Report every line of the listing below that contains the string "BATCH", matching case exactly.

★ ★ ★

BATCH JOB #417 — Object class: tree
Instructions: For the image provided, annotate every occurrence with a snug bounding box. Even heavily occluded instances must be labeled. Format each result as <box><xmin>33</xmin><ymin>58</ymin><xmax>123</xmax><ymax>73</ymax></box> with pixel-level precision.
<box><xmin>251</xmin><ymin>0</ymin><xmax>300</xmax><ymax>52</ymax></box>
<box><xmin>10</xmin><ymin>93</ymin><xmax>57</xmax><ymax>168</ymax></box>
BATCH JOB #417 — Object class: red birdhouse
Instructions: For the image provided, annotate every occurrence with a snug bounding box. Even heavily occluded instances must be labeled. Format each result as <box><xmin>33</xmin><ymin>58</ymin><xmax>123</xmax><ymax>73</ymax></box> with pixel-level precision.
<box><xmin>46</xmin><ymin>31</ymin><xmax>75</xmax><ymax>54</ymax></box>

★ ★ ★

Finished task =>
BATCH JOB #417 — Object class: tree
BATCH JOB #417 — Object class: red birdhouse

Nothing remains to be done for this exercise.